GIVEN TASK
Gather every line below that contains the string "grass", and copy each one in full. Case counts, so a line with the string in different capitalization does not qualify.

Dataset excerpt:
** start **

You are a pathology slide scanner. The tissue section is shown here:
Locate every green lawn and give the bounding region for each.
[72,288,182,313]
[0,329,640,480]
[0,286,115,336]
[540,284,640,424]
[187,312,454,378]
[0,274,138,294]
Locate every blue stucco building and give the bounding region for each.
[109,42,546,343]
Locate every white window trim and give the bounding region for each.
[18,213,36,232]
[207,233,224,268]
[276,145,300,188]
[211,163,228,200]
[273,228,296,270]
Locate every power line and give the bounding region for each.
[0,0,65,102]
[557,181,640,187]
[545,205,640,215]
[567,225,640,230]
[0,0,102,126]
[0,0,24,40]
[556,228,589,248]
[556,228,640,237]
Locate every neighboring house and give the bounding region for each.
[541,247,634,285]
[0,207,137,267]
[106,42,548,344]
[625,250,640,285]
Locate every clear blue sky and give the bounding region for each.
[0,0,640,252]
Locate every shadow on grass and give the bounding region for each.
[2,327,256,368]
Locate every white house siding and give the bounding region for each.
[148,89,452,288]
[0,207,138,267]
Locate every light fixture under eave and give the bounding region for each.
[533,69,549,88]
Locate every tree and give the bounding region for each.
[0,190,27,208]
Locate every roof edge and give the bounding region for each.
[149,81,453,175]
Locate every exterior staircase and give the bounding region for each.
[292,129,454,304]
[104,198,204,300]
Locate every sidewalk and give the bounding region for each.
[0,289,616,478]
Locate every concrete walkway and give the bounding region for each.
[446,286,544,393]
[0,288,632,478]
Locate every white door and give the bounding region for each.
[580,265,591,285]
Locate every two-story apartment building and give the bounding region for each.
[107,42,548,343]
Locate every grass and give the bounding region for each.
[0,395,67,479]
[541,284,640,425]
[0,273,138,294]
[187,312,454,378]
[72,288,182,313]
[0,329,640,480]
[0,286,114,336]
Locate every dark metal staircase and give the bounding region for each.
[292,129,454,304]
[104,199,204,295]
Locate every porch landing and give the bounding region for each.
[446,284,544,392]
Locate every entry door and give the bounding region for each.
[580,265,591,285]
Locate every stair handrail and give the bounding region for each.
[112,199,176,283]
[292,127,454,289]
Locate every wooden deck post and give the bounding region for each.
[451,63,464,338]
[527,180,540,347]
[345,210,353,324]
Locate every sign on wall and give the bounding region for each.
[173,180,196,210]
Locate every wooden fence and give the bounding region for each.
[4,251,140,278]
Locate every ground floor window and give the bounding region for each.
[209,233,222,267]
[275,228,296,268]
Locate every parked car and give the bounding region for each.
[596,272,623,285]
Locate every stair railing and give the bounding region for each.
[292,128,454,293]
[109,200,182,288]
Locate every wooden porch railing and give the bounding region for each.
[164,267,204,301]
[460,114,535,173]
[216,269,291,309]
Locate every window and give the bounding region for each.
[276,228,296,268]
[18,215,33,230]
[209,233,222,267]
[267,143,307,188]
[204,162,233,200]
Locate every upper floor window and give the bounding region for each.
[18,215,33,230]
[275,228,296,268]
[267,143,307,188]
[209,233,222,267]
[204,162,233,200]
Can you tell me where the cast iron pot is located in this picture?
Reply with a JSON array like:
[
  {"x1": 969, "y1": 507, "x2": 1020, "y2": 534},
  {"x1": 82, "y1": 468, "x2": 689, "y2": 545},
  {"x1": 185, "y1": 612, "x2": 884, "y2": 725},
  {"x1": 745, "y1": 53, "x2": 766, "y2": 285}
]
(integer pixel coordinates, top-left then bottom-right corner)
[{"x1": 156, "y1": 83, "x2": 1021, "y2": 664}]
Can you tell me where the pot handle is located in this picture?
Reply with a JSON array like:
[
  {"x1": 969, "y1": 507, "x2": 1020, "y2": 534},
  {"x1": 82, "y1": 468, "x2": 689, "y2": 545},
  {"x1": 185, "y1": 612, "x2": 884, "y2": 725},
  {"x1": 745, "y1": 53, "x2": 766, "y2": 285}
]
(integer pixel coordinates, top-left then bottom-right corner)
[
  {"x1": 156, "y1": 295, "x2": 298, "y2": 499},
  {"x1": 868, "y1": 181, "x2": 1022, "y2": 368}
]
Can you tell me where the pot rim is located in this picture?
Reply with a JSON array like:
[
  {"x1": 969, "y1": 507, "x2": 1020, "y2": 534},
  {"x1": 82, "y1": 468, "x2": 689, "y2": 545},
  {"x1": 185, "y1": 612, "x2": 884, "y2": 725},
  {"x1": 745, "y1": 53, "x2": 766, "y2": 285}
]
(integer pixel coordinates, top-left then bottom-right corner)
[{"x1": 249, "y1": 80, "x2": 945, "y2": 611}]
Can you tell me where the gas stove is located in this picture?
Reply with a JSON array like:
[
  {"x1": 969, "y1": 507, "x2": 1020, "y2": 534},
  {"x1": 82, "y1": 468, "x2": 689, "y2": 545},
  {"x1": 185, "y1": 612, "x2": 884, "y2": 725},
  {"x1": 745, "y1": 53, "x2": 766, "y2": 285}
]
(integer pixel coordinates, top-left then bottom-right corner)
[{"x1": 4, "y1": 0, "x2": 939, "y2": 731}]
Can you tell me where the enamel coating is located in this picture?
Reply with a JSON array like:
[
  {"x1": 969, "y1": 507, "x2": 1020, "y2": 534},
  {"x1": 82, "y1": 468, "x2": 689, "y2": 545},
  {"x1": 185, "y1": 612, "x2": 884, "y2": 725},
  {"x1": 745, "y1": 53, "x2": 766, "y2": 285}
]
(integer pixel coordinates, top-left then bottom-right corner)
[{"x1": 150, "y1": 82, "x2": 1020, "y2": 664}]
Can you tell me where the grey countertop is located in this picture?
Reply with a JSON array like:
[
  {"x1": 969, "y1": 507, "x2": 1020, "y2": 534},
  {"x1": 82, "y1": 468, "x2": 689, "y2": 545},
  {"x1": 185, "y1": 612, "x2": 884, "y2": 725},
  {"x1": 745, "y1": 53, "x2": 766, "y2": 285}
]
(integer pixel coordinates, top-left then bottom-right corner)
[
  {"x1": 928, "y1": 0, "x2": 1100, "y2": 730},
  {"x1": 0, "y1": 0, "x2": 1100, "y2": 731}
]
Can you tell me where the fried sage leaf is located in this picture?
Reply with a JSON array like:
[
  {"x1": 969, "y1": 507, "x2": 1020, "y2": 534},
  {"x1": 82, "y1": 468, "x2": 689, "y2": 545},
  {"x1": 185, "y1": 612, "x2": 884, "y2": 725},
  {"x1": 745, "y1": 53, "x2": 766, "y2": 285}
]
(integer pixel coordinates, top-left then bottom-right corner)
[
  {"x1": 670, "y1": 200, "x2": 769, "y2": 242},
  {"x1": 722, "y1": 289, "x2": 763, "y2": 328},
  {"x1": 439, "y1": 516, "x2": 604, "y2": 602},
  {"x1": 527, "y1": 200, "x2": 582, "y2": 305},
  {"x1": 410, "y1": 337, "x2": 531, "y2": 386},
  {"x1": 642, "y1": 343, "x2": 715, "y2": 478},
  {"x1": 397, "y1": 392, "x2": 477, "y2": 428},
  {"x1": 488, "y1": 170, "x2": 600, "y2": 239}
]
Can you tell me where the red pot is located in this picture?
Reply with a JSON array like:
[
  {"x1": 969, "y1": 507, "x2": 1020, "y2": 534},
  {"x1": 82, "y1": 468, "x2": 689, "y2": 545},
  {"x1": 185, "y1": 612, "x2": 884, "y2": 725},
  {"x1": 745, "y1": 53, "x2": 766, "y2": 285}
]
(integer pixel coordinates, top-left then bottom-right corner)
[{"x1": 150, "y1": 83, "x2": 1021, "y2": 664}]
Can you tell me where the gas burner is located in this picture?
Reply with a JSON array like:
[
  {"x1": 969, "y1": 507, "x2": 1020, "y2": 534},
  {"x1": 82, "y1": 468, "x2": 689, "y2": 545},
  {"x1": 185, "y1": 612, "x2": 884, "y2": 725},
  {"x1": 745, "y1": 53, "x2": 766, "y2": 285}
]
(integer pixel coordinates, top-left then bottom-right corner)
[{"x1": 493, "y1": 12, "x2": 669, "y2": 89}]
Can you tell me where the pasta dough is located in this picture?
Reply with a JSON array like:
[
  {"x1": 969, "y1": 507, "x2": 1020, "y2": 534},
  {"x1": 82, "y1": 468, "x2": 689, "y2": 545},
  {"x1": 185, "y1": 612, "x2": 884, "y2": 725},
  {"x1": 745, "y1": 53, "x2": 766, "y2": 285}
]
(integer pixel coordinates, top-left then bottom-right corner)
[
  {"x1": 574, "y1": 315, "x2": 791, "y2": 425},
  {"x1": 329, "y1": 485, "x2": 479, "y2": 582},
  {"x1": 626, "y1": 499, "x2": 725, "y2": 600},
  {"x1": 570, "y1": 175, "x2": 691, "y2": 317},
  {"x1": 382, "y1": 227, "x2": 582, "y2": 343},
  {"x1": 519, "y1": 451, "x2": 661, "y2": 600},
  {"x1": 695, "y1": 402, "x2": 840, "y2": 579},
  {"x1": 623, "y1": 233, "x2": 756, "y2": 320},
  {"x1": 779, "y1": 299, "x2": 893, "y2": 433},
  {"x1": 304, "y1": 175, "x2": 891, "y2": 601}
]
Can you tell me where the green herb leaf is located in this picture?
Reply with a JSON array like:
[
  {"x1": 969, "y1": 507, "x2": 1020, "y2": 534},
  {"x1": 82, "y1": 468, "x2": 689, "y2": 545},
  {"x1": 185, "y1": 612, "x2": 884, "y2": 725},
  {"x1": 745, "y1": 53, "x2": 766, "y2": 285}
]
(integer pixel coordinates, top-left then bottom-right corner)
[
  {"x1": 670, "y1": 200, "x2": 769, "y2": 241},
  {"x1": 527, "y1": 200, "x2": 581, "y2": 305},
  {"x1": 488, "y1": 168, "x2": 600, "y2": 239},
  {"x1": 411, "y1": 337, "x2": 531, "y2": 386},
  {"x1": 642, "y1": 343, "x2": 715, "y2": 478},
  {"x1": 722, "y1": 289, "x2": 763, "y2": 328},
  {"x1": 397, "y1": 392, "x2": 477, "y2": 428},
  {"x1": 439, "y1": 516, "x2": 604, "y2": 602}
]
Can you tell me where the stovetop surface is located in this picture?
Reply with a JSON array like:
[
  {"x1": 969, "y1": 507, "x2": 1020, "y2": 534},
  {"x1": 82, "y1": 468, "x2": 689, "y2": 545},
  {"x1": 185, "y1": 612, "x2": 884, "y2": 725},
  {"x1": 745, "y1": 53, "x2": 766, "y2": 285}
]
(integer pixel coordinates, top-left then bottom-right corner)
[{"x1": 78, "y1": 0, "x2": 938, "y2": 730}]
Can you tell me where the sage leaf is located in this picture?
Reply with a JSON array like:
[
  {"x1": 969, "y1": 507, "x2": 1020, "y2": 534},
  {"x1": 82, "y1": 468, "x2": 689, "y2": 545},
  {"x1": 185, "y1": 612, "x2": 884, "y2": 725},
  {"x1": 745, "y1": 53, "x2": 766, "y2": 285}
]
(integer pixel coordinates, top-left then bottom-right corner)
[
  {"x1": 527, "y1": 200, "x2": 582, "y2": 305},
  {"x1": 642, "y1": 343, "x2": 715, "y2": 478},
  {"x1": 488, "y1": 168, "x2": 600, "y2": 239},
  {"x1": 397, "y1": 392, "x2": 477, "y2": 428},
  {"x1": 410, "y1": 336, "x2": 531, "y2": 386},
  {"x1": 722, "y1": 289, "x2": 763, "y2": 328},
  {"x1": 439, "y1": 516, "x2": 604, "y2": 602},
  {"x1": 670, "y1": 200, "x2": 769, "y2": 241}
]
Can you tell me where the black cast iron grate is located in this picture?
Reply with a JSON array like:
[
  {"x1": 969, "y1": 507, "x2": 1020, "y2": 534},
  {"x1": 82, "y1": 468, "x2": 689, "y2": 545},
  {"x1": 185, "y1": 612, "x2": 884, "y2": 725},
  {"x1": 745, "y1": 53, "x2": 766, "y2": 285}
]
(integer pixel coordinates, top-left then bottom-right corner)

** end **

OUTPUT BELOW
Locate every shadow on grass and give the bounding region for each.
Locate every grass and give the bounding region for each.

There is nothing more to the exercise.